**PROBLEM STATEMENT**.
Reproduce the entries below, substituting "upper-left corner" for every occurrence of "top-left corner" and leaving everything else unchanged.

**INPUT**.
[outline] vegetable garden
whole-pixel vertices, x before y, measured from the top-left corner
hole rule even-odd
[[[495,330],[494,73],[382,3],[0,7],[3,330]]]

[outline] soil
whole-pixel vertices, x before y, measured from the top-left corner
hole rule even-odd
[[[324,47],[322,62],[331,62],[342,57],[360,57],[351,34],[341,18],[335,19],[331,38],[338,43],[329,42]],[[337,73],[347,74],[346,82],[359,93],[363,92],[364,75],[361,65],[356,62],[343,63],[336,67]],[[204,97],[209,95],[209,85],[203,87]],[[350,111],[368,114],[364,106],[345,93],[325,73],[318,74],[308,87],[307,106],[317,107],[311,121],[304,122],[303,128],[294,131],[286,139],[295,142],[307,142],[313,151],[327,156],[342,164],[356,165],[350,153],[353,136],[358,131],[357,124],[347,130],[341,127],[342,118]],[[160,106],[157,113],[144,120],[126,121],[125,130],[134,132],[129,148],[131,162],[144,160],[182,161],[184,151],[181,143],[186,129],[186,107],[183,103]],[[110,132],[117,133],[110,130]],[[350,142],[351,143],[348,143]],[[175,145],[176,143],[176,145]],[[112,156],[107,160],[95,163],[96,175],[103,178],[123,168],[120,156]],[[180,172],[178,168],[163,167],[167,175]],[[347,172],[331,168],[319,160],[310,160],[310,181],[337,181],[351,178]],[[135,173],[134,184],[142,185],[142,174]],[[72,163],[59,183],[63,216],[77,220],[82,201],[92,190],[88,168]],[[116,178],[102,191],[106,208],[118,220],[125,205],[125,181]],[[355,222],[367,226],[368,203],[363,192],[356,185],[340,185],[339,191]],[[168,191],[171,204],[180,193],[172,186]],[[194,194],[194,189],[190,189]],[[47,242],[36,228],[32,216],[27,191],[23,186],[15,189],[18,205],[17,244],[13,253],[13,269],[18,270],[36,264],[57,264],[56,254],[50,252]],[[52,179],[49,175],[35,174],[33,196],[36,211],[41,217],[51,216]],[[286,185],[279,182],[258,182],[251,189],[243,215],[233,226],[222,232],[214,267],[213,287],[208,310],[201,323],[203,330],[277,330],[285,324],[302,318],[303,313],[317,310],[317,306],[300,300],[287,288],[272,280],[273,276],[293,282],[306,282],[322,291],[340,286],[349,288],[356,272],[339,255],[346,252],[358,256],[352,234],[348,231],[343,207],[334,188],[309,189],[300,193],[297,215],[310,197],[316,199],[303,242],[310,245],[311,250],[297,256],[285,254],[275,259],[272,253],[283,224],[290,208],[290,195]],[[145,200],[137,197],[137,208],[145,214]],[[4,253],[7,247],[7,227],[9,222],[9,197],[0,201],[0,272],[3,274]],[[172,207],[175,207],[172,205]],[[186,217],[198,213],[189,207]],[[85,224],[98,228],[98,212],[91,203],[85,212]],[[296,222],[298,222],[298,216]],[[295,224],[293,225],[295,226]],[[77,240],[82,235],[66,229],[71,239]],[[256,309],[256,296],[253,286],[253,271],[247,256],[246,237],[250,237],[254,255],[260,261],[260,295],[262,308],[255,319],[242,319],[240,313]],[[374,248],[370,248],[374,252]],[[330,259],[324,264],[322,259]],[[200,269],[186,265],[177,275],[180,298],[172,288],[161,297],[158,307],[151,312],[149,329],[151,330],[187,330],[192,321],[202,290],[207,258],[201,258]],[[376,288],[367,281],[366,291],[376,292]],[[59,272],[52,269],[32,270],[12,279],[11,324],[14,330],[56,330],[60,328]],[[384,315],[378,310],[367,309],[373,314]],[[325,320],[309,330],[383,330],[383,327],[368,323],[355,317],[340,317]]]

**REPLY TO THE TASK**.
[outline] vegetable garden
whole-pixel vertices, x before y, measured from the upper-left corner
hole rule even-odd
[[[495,330],[494,73],[382,3],[0,7],[3,330]]]

[outline] soil
whole-pixel vertices, x before y, measured from the upper-left corner
hole rule even-odd
[[[324,47],[322,62],[331,62],[342,57],[360,57],[351,34],[341,18],[335,19],[331,38],[338,43],[329,42]],[[337,73],[347,74],[346,82],[359,93],[363,92],[364,75],[361,65],[356,62],[343,63],[336,67]],[[204,97],[209,95],[209,85],[203,87]],[[350,111],[368,114],[364,106],[345,93],[325,73],[318,74],[308,87],[307,106],[317,107],[311,121],[304,122],[303,128],[294,131],[286,139],[295,142],[307,142],[313,151],[327,156],[342,164],[356,165],[350,153],[353,136],[358,131],[357,124],[347,130],[341,127],[342,118]],[[160,106],[157,113],[144,120],[126,121],[125,130],[134,132],[129,148],[131,162],[144,160],[182,161],[184,151],[181,143],[186,129],[186,107],[183,103]],[[110,132],[117,133],[110,130]],[[350,142],[351,143],[348,143]],[[175,145],[176,143],[176,145]],[[112,156],[107,160],[95,163],[96,175],[103,178],[123,168],[120,156]],[[180,172],[178,168],[163,167],[167,175]],[[347,172],[331,168],[319,160],[310,160],[310,181],[337,181],[351,178]],[[135,173],[134,184],[142,185],[142,174]],[[72,163],[59,183],[63,216],[77,220],[82,201],[92,190],[88,168]],[[116,178],[102,191],[106,208],[118,220],[125,205],[125,181]],[[355,222],[367,226],[368,203],[363,192],[356,185],[340,185],[339,191]],[[168,191],[171,204],[180,193],[172,186]],[[194,194],[194,189],[190,189]],[[47,242],[36,228],[32,216],[27,191],[23,186],[15,189],[18,205],[17,244],[13,253],[13,269],[18,270],[36,264],[57,264],[56,254],[50,252]],[[52,179],[49,175],[35,174],[33,196],[36,211],[41,217],[51,216]],[[286,185],[279,182],[258,182],[251,189],[243,215],[233,226],[222,232],[214,267],[213,287],[208,310],[201,323],[203,330],[277,330],[285,324],[302,318],[303,313],[317,310],[317,306],[300,300],[287,288],[272,280],[273,276],[293,282],[306,282],[322,291],[340,286],[349,288],[356,272],[339,255],[346,252],[358,256],[352,234],[348,231],[343,207],[334,188],[309,189],[300,193],[297,215],[310,197],[316,199],[303,242],[310,245],[311,250],[297,256],[285,254],[275,259],[272,253],[283,224],[290,208],[290,195]],[[145,200],[137,197],[137,208],[145,214]],[[4,253],[7,247],[7,227],[9,222],[9,197],[0,201],[0,272],[3,274]],[[172,207],[175,207],[172,205]],[[186,217],[198,213],[189,207]],[[85,224],[98,228],[98,212],[91,203],[85,212]],[[296,222],[298,222],[298,216]],[[295,224],[293,225],[295,226]],[[77,240],[82,235],[66,229],[71,239]],[[256,309],[256,296],[253,286],[253,271],[247,256],[246,237],[250,237],[254,255],[260,261],[260,295],[262,308],[255,319],[242,319],[240,313]],[[374,248],[370,248],[374,252]],[[330,259],[324,264],[322,259]],[[200,269],[186,265],[177,275],[180,298],[172,288],[161,297],[158,307],[151,312],[149,329],[151,330],[187,330],[192,321],[202,290],[207,258],[201,258]],[[376,288],[367,281],[366,291],[376,292]],[[59,272],[52,269],[32,270],[12,279],[11,324],[14,330],[56,330],[60,328]],[[384,315],[378,310],[367,309],[373,314]],[[325,320],[309,330],[383,330],[383,327],[368,323],[355,317],[340,317]]]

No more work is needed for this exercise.